SUPPLIED PASSAGE:
-- Opening Marker --

Count Nightjars By The Light Of The Moon

Common nighthawk (photo by Chuck Tague)
Common nighthawk (photo by Chuck Tague)

Next week the last survey window opens for counting nightjars by the light of the moon. It’s a fun way to go birding on a moonlit night — June 20 to July 6, 2018.

Nightjars are a worldwide family of nocturnal/crepuscular birds that eat flying insects on the wing.   They have long wings, short legs, short bills and very wide mouths. Two of these cryptically-colored species are found in Pennsylvania:

  • Common nighthawk (Chordeiles minor), in flight above, breeds in cities and open habitat, grasslands, dunes.
  • Eastern whip-poor-will (Antrostomus vociferus), roosting below, breeds in forests near open areas.
Whip-poor-will, 2014 (photo by Cris Hamilton)
Whip-poor-will, 2014 (photo by Cris Hamilton)

Both populations are in steep decline and so are other nightjars in North America. Scientists don’t know why and they need more data.  That’s where we come in.

-- Closing Marker --

TO DO: Does each statement agree with the nightjar text? For each, give yes or no and quote the deciding words. 1. The last survey window runs from June 20 to July 6, 2018. 2. Three nightjar species are found in Pennsylvania. 3. The Eastern whip-poor-will breeds in forests near open areas. The items after this point are separate material, unrelated to the nightjar text.

EXERCISE DATA:
-- Opening Marker --

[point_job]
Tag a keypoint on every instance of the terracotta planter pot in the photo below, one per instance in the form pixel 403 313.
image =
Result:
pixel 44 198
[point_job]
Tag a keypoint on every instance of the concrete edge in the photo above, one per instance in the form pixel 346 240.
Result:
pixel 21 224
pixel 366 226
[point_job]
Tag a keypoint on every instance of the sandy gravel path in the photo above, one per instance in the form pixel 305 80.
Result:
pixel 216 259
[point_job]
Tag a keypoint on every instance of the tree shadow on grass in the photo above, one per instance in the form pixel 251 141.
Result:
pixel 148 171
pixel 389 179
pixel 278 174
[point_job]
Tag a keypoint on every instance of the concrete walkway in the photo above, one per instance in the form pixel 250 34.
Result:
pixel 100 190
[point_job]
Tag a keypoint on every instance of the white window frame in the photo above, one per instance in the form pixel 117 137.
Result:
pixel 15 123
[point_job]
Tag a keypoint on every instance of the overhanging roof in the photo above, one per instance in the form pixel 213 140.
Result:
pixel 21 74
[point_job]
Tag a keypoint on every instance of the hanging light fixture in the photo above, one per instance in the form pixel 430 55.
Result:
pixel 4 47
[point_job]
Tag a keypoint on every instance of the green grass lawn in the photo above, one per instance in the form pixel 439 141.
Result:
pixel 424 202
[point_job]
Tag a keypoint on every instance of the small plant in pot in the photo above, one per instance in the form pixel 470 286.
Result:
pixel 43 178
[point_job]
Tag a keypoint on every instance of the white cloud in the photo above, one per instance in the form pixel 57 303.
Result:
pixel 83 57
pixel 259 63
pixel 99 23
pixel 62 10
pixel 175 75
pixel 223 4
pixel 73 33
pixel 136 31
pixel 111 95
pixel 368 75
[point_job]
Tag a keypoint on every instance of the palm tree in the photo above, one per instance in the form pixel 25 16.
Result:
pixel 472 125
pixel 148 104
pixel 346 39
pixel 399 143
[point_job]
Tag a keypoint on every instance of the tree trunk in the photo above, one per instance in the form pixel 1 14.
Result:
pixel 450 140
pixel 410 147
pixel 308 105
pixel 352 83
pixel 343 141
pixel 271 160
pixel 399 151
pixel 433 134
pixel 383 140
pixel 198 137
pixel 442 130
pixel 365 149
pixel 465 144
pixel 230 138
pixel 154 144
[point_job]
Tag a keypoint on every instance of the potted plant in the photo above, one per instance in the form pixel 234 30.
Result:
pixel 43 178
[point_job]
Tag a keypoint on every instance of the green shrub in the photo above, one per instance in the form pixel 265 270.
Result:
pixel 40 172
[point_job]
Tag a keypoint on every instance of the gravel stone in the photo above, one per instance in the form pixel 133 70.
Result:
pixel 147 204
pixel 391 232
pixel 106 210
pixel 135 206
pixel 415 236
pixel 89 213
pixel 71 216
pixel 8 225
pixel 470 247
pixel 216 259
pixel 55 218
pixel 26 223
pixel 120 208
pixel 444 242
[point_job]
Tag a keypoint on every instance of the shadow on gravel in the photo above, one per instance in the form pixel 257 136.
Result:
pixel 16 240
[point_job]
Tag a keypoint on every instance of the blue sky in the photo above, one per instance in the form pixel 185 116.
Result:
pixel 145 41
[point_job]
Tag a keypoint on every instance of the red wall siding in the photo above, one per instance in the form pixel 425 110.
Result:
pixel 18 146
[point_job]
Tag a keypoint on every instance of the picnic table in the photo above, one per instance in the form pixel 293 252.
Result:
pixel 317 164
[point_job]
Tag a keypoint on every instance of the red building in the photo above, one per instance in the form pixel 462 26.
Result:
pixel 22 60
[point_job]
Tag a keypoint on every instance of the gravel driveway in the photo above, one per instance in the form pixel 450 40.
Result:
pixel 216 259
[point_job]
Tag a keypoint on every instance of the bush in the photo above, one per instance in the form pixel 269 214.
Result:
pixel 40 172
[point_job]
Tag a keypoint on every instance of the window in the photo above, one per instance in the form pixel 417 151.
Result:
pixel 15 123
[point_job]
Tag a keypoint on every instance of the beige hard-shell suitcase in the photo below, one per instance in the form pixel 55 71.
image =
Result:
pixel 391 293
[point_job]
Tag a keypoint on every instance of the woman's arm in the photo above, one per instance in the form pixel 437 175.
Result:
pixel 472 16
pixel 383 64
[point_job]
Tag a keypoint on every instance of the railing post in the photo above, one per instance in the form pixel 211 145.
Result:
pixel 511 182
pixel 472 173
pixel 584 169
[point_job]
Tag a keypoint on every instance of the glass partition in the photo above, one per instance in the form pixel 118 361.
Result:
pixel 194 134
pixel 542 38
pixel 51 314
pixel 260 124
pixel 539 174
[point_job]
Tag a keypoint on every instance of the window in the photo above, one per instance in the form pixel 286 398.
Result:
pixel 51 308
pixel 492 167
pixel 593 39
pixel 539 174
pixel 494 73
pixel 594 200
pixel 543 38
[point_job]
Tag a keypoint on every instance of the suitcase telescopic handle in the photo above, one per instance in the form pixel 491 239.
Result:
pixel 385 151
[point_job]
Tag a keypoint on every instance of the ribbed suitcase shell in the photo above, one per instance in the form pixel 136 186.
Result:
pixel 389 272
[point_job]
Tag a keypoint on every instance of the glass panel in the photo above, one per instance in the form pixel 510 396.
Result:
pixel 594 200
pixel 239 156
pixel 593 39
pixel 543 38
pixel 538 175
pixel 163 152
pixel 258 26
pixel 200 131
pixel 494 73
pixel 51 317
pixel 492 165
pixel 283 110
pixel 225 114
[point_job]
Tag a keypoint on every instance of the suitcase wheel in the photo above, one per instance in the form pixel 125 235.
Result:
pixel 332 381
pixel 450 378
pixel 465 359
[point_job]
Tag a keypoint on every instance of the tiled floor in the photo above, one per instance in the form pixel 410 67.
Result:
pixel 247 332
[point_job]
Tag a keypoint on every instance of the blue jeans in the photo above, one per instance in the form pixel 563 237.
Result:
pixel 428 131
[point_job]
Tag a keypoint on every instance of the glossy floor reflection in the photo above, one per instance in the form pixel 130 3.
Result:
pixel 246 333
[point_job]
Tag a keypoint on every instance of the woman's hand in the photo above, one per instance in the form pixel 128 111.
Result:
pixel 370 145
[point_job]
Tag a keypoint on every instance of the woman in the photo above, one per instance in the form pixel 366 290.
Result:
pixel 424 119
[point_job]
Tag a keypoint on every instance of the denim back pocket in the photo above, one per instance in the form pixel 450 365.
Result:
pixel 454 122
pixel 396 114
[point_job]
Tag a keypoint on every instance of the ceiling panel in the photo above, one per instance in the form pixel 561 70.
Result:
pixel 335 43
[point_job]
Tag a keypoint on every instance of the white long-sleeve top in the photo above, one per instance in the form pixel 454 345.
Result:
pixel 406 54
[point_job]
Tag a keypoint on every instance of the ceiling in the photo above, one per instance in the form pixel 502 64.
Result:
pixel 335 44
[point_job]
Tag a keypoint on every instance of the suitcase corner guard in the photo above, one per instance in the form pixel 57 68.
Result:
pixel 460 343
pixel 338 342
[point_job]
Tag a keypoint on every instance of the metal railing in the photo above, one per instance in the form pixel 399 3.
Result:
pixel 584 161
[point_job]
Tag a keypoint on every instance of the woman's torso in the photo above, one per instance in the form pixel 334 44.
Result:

-- Closing Marker --

EXERCISE RESULT:
1. Yes: "June 20 to July 6, 2018."
2. No: "Two of these cryptically-colored species are found in Pennsylvania"
3. Yes: "breeds in forests near open areas."